**Supplied passage**
○ ○ ○
Author Interviews, Genetic Research / 30.01.2015
Automated Churchill Program Sequences Entire Human Genome In 90 Minutes
MedicalResearch.com Interview with:
Peter White, Ph.D.
Principal Investigator, Center for Microbial Pathogenesis
Director, Biomedical Genomics Core
Director of Molecular Bioinformatics, The Research Institute at Nationwide Children's Hospital
Assistant Professor of Pediatrics, The Ohio State University
Medical Research: What is the background for this study? What are the main findings?
Dr. White: Next generation sequencing has revolutionized genomics research and has opened the door to a new era of genomic medicine. It’s now possible to sequence a patients entire genome in about two days, but the output from the sequencer must go through multiple computationally challenging steps before it can be processed for clinically relevant information. The challenge we found is that this data analysis process was requiring days to perform, by highly qualified bioinformaticians and required enormous computational resources.
○ ○ ○
Collected data entries:
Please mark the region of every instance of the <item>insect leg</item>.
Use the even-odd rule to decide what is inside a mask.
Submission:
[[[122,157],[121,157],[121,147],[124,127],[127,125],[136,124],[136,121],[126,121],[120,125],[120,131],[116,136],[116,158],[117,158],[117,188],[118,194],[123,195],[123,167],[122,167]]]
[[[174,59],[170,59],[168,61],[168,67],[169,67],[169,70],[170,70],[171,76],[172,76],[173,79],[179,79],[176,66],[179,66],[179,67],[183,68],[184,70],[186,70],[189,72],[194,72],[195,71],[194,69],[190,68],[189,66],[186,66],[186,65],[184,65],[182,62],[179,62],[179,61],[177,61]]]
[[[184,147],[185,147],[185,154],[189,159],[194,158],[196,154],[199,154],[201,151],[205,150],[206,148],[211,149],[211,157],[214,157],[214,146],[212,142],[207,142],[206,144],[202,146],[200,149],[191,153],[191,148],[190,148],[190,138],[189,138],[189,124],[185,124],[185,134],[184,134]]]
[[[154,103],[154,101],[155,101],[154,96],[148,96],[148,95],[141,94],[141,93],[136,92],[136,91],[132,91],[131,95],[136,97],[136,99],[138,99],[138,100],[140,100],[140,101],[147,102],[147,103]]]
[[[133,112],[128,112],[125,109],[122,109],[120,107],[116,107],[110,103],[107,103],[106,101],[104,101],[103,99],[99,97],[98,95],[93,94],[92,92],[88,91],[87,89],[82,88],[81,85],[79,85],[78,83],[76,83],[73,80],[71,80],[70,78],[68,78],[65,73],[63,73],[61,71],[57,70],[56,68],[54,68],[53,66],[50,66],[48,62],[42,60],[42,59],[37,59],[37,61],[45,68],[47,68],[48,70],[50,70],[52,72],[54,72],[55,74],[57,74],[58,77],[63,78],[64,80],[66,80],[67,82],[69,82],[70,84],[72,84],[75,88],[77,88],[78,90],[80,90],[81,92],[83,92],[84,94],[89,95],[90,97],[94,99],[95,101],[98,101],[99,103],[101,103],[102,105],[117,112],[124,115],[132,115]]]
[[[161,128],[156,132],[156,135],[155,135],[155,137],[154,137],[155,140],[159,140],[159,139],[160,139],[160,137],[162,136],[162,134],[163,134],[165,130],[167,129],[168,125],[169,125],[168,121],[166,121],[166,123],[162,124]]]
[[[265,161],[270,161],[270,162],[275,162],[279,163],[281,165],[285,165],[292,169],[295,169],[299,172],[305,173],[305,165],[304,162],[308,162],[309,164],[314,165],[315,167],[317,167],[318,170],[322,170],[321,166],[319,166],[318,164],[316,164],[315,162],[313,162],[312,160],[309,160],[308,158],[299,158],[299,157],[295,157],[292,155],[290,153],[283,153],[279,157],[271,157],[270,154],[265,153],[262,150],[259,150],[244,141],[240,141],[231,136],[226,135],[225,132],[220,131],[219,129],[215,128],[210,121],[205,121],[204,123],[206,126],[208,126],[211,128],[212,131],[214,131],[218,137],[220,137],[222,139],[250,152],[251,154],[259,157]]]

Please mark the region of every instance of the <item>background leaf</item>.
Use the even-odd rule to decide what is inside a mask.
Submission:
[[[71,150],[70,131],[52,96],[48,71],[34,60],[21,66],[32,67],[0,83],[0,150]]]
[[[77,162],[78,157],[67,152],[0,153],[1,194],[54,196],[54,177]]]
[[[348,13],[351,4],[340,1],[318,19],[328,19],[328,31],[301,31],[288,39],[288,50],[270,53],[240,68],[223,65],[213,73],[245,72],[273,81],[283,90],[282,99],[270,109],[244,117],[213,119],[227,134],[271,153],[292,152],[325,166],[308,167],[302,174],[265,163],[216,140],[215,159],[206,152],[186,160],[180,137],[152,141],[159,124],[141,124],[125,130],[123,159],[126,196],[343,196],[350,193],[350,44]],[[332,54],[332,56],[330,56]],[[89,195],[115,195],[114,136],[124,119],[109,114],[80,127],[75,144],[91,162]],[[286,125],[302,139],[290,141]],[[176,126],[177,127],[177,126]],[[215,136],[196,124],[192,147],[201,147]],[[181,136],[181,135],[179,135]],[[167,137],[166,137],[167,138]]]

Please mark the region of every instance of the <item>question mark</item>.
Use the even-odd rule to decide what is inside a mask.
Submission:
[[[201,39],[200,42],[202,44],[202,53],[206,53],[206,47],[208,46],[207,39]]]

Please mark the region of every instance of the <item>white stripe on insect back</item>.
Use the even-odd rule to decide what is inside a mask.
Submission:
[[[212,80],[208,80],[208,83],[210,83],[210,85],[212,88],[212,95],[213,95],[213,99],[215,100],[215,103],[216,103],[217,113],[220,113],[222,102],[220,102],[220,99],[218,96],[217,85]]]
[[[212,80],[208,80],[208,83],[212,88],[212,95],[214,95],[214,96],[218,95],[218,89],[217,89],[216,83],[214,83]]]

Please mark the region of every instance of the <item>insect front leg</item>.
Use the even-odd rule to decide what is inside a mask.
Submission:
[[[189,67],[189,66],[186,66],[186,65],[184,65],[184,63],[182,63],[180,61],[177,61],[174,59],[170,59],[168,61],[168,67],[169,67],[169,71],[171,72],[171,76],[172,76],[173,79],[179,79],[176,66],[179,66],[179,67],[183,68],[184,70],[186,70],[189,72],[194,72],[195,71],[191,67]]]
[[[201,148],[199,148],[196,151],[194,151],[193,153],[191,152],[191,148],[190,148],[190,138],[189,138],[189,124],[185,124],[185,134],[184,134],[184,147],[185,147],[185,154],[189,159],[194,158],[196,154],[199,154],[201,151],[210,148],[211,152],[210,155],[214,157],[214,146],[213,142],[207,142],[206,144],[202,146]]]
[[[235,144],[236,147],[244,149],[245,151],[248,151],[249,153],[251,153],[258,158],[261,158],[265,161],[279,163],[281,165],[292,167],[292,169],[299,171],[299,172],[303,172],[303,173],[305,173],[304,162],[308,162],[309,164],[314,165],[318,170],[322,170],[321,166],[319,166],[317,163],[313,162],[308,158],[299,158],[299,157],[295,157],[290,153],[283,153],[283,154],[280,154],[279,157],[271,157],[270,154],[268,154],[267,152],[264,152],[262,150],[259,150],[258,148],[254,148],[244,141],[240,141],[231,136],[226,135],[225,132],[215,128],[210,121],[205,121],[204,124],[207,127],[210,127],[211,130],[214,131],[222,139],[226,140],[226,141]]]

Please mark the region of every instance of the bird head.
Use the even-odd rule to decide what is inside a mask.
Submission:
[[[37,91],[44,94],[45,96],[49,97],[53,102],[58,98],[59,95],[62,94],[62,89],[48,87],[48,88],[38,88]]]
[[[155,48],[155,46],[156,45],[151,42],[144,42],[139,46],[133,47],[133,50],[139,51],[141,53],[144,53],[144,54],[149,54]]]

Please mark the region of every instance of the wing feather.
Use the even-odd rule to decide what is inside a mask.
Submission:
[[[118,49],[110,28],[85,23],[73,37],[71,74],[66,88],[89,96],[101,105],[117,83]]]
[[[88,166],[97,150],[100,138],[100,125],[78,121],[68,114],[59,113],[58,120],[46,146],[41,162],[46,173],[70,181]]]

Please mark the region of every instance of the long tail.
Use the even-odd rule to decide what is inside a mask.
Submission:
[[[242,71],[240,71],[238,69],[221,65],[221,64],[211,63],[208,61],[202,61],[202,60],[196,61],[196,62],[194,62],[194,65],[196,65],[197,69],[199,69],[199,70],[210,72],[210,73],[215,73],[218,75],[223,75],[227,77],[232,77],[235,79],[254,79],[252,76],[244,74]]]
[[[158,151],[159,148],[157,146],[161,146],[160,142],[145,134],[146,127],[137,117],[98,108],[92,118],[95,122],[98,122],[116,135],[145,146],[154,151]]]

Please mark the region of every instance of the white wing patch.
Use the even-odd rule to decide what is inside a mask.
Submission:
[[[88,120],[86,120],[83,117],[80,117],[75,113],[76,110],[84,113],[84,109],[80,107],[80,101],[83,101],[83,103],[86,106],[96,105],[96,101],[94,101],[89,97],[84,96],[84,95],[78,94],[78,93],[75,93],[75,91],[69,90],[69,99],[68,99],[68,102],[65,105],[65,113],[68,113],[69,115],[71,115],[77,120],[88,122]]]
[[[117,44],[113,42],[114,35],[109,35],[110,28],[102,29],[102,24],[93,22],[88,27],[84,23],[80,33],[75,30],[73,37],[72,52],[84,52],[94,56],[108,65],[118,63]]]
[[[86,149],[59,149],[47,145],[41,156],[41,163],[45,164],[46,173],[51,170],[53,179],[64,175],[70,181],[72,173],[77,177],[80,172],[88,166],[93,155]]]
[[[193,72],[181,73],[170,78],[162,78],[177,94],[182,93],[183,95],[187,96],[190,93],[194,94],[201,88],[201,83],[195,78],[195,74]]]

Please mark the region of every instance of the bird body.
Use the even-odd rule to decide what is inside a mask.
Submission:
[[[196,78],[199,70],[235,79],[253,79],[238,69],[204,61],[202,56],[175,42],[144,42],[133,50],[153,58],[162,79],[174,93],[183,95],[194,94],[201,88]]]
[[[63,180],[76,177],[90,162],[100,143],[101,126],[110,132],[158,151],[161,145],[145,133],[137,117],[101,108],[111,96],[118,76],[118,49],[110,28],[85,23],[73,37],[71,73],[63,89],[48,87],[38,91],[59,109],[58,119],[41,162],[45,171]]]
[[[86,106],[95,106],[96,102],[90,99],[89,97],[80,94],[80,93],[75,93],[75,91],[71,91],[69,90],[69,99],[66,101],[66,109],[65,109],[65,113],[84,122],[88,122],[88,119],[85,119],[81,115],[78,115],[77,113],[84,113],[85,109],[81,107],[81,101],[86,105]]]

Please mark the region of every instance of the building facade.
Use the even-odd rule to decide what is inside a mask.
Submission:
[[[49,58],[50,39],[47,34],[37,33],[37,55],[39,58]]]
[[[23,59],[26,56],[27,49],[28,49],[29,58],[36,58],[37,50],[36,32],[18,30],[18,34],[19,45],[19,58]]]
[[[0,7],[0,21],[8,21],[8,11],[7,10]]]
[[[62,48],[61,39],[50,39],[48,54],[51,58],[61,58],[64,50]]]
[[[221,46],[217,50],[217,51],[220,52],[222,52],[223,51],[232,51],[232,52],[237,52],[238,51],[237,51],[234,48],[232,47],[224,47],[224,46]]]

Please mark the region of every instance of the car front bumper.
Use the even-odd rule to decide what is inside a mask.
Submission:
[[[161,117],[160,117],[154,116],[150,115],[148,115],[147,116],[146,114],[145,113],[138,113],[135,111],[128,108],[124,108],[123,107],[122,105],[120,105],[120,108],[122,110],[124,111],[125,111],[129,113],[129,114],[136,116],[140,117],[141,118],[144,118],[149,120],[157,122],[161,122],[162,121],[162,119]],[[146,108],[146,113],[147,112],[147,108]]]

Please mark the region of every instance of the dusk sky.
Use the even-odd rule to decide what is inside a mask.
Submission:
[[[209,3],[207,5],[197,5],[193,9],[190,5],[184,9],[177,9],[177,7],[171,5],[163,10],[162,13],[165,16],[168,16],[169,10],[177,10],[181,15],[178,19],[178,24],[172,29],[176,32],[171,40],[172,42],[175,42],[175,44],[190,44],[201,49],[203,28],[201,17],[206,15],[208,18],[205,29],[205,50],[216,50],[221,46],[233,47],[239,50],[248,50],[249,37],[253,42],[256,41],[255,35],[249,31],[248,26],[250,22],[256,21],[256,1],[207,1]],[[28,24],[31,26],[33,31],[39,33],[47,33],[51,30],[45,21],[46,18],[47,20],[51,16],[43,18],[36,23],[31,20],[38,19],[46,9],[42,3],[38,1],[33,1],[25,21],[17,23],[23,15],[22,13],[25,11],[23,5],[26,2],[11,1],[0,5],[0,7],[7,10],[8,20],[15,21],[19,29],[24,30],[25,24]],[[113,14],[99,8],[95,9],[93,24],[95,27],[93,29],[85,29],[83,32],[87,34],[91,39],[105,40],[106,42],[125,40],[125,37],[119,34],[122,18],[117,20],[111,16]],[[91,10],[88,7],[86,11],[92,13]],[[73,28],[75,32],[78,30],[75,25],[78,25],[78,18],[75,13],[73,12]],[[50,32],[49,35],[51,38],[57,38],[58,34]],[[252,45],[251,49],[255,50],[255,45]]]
○ ○ ○
**Work item A**
In the interview about the Churchill genome sequencing program, list each title or position held by Peter White, together with the institution named for it.
**Work item B**
From the Churchill genome sequencing interview, extract everything from "Principal Investigator, Center" down to "the main findings?".
**Work item C**
Continue the interview about the Churchill genome sequencing program from the point where it stops.

**Task response A**
- Principal Investigator, Center for Microbial Pathogenesis
- Director, Biomedical Genomics Core
- Director of Molecular Bioinformatics, The Research Institute at Nationwide Children's Hospital
- Assistant Professor of Pediatrics, The Ohio State University

**Task response B**
Principal Investigator, Center for Microbial Pathogenesis
Director, Biomedical Genomics Core
Director of Molecular Bioinformatics, The Research Institute at Nationwide Children's Hospital
Assistant Professor of Pediatrics, The Ohio State University
Medical Research: What is the background for this study? What are the main findings?

**Task response C**
To overcome the challenges of analyzing that large amount of genomic sequence data, we developed a computational pipeline called “Churchill”, which we published in the latest issue of Genome Biology (http://genomebiology.com/2015/16/1/6/abstract). Churchill fully automates the analytical process required to take raw sequence data through a series of complex and computationally intensive processes, ultimately producing a list of genetic variants ready for clinical interpretation and tertiary analysis. The major impact of our work was the development of a novel balanced parallelization strategy that allows efficient analysis of a whole genome sequencing sample in as little as 90 minutes.